記事 —
────

2020.5.15 15:06

古道をゆく

私には、「古い地図や航空写真・様々な文献などからかつての道を想定して、現地で今の植生を見ながら古道の痕跡を探す」という少し変わった趣味があり、ちょくちょくと調べては探して歩いて―をやっています。
最近一部で有名な、「○○山道」みたいな名の通った古道は行ったことがないのですが。


そんなマイナーな古道に行ってみると、お客さんを連れて歩けるような道でないことがほとんどで、ツアーを実施するわけにもいかず、実際にご紹介出来ないのが残念です。


この日は、地元のマニアック・ナチュラリスト仲間と一緒に、古道探索。
ニセコ(倶知安)に入植した人たちも通ったであろう峠道です。
あわよくば、地元向け観察会なんかで行けたらいいな、というワタシ的画策もあって、ちょうど100年前の地形図と現在の地形図を手に探索です。

────

課題一覧 —
1 – 記事の「最近一部で有名な、「○○山道」みたいな名の通った古道は行ったことがないのですが。」から「この日は、地元のマニアック・ナチュラリスト仲間と一緒に、古道探索。」までを、両端を含めて一字一句そのまま書き写してください。
2 – 記録の中から、文字列「logo」を含む行をすべて挙げてください。大文字と小文字は区別します。
記事と記録は互いに無関係です。

(物体位置アノテーションデータ)
────

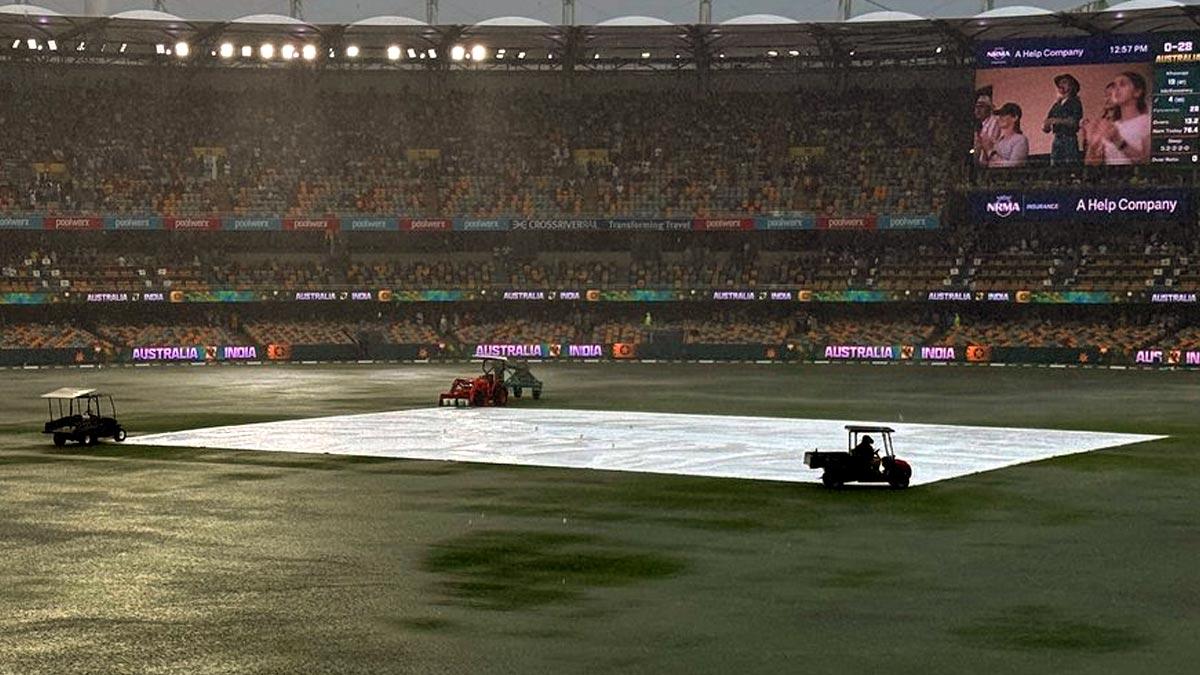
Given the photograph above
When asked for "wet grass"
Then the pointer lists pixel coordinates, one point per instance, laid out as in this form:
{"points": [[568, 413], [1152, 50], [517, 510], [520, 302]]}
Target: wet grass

────

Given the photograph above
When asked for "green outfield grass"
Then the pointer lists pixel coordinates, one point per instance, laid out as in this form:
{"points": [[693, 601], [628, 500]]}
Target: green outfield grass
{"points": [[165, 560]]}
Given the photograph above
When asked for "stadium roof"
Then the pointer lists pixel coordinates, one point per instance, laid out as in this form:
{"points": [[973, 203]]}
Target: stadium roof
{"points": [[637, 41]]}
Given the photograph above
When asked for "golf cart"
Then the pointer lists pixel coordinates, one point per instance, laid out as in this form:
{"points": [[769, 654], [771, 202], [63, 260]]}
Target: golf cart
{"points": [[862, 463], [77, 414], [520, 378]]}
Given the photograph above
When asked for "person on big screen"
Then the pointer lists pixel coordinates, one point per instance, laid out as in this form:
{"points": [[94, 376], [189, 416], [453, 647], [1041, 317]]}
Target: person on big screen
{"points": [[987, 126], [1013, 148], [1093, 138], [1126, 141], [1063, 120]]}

────

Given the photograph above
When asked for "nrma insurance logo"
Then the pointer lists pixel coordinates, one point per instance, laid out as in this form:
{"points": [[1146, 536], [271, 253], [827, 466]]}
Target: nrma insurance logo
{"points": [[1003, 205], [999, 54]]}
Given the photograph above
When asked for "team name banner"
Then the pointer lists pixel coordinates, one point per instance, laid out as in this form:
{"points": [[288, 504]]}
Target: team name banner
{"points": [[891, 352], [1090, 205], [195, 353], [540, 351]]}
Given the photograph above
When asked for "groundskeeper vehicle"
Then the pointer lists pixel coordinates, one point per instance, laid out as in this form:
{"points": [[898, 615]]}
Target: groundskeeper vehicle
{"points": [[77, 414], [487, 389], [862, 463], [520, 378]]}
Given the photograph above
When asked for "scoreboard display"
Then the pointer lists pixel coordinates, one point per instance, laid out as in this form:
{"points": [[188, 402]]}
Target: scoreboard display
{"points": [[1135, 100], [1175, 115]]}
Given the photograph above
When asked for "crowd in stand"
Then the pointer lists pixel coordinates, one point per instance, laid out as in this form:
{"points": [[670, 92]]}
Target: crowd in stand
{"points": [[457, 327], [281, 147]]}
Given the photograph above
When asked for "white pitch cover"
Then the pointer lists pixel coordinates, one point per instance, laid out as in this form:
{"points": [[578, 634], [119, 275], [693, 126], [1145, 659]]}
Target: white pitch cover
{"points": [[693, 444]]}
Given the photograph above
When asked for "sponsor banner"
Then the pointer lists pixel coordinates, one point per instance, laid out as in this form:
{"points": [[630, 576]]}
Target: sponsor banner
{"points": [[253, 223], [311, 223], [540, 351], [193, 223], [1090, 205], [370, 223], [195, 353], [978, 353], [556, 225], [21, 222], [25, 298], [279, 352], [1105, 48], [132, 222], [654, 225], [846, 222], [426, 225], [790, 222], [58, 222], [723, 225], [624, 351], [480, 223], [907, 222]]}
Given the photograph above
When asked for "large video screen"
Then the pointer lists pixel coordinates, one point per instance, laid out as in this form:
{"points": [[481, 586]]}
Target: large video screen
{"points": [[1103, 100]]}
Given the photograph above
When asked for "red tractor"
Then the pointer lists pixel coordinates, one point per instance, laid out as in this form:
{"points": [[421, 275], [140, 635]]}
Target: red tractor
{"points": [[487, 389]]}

────

課題別の解答 —
1 –
最近一部で有名な、「○○山道」みたいな名の通った古道は行ったことがないのですが。


そんなマイナーな古道に行ってみると、お客さんを連れて歩けるような道でないことがほとんどで、ツアーを実施するわけにもいかず、実際にご紹介出来ないのが残念です。


この日は、地元のマニアック・ナチュラリスト仲間と一緒に、古道探索。

2 –
When asked for "nrma insurance logo"
Target: nrma insurance logo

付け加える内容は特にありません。